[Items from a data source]
---------------

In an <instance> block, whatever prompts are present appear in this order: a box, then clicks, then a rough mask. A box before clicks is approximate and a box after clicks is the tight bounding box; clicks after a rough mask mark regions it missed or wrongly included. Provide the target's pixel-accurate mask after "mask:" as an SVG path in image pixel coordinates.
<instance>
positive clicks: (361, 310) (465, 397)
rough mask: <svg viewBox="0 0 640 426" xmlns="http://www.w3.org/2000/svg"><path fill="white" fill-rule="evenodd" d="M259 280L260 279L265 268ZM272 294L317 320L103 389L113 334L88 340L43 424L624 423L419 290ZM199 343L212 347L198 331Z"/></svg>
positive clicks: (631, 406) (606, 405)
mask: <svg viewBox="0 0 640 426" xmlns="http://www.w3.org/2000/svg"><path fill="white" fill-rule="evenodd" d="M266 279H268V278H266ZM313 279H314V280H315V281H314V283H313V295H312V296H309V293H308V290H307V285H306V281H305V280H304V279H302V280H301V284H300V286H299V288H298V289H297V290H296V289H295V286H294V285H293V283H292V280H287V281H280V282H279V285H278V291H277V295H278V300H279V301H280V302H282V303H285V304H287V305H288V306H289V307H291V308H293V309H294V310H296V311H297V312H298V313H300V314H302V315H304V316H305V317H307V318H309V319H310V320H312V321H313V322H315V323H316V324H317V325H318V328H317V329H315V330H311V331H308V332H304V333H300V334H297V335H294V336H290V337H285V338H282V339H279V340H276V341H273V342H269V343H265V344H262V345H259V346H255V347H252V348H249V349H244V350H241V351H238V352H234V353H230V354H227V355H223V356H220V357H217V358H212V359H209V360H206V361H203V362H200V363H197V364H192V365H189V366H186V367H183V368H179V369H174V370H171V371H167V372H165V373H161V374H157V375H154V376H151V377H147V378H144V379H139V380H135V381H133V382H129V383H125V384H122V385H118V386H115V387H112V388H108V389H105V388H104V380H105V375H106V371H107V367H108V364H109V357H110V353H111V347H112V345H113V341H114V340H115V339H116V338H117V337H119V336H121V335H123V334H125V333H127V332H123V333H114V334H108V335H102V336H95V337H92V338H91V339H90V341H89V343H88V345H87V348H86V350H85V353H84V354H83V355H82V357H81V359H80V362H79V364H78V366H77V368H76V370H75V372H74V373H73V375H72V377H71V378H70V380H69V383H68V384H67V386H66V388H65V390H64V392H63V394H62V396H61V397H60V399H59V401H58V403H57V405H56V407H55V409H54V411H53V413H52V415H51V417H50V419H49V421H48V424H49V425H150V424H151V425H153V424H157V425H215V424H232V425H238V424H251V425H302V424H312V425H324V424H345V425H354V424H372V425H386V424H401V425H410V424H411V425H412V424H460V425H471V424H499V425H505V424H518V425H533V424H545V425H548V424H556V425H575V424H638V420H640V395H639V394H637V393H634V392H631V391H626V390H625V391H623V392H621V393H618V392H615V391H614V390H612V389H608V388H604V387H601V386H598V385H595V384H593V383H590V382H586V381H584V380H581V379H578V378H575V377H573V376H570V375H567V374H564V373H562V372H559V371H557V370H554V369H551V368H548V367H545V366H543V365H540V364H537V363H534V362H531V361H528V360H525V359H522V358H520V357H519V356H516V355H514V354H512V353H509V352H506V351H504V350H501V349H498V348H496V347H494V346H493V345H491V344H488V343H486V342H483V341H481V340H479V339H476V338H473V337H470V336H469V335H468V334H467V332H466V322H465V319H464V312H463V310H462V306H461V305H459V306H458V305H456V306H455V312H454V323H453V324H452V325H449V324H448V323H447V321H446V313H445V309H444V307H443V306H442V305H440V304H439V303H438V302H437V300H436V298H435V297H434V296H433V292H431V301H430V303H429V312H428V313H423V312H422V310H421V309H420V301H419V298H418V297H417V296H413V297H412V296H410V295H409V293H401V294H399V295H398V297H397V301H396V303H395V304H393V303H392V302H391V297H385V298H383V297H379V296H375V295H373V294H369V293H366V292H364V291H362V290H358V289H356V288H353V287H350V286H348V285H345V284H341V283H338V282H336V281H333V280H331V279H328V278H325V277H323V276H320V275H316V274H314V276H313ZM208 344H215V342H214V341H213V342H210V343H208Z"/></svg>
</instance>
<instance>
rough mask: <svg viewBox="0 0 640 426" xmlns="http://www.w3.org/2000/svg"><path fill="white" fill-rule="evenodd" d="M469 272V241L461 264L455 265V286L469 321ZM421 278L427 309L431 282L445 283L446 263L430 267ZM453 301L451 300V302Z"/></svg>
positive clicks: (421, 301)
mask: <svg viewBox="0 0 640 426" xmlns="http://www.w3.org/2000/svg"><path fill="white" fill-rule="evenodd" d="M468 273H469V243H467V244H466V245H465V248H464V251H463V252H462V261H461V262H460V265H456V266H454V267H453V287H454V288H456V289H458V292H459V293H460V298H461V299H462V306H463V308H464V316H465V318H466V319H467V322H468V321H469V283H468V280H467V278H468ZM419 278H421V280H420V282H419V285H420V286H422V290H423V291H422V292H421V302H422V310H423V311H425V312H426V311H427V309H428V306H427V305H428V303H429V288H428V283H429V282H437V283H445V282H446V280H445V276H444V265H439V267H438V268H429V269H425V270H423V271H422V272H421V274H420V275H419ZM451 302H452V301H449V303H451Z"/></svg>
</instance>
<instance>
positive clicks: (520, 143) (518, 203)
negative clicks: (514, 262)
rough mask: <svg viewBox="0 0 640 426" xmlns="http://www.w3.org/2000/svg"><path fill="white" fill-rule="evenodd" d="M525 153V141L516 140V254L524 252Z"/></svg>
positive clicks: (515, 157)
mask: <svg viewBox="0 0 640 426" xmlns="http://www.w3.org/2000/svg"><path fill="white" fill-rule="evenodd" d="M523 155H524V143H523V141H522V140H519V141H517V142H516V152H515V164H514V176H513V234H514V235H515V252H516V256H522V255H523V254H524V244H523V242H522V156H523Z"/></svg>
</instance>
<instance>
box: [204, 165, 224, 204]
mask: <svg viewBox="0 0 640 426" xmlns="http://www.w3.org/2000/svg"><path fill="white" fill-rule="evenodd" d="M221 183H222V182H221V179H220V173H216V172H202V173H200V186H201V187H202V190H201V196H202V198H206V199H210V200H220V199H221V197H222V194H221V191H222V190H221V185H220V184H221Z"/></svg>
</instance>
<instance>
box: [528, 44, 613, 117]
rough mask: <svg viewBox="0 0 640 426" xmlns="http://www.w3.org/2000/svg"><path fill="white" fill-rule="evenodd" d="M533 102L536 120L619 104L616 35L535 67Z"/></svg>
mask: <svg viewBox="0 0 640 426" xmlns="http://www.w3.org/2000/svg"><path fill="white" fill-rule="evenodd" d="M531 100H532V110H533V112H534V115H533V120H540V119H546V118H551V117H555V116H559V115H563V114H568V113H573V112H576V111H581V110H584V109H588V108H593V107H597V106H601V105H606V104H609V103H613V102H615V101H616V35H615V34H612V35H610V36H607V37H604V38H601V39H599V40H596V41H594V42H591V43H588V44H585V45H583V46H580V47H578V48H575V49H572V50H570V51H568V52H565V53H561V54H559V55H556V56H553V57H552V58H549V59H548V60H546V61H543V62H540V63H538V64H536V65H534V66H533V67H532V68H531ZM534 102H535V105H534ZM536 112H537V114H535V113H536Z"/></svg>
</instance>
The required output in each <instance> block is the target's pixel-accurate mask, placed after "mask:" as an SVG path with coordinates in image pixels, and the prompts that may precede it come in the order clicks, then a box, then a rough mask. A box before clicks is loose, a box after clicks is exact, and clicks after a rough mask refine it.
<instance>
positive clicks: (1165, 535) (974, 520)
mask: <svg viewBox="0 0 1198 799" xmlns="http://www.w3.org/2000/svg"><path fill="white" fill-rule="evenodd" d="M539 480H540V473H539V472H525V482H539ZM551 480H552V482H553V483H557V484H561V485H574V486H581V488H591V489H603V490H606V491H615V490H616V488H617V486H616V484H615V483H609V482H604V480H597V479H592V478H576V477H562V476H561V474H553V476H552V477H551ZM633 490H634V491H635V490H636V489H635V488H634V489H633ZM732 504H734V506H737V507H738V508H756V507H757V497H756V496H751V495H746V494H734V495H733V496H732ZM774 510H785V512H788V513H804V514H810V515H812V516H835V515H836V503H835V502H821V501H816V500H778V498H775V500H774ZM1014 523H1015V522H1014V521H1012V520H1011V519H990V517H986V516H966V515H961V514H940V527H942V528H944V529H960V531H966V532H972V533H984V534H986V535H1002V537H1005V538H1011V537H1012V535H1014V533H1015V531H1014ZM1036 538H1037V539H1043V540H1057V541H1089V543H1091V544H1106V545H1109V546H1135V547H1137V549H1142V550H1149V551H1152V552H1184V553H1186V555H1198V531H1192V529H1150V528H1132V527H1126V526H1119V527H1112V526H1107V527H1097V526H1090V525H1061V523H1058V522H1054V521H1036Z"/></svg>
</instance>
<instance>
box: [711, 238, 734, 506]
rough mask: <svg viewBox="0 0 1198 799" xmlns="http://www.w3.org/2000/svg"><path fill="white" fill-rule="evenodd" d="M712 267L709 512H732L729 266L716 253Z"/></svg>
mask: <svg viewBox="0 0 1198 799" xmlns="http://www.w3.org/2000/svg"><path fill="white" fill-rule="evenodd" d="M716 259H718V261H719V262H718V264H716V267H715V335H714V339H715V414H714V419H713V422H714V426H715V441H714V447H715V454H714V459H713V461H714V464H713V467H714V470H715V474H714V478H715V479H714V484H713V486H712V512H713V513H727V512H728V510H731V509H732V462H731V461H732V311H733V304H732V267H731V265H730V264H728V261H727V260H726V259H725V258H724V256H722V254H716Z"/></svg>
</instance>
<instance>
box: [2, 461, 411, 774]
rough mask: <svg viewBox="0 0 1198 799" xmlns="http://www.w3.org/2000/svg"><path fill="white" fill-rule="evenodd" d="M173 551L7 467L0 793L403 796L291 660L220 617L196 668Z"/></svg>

---------------

-- What to work on --
Extract, without changing anything, the part of the listing that runs from its first line through the line containing "positive clicks: (631, 406) (606, 405)", including both of those lines.

-- Finished exercise --
In an <instance> block, whatever prompts are present appear in this order: a box, then clicks, then a rough mask. A box before clicks is approximate and a box after clicks is the tight bounding box; clicks after a rough mask mark regions it missed or wrongly included. Provide the target's pixel-accurate mask after "mask:" as an SVG path in image pixel coordinates.
<instance>
positive clicks: (361, 310) (465, 397)
rough mask: <svg viewBox="0 0 640 426" xmlns="http://www.w3.org/2000/svg"><path fill="white" fill-rule="evenodd" d="M259 280L260 279L265 268ZM272 294L317 320L103 389L113 334L88 340L43 424L624 423L419 290ZM199 343L212 347L198 331Z"/></svg>
positive clicks: (631, 406) (606, 405)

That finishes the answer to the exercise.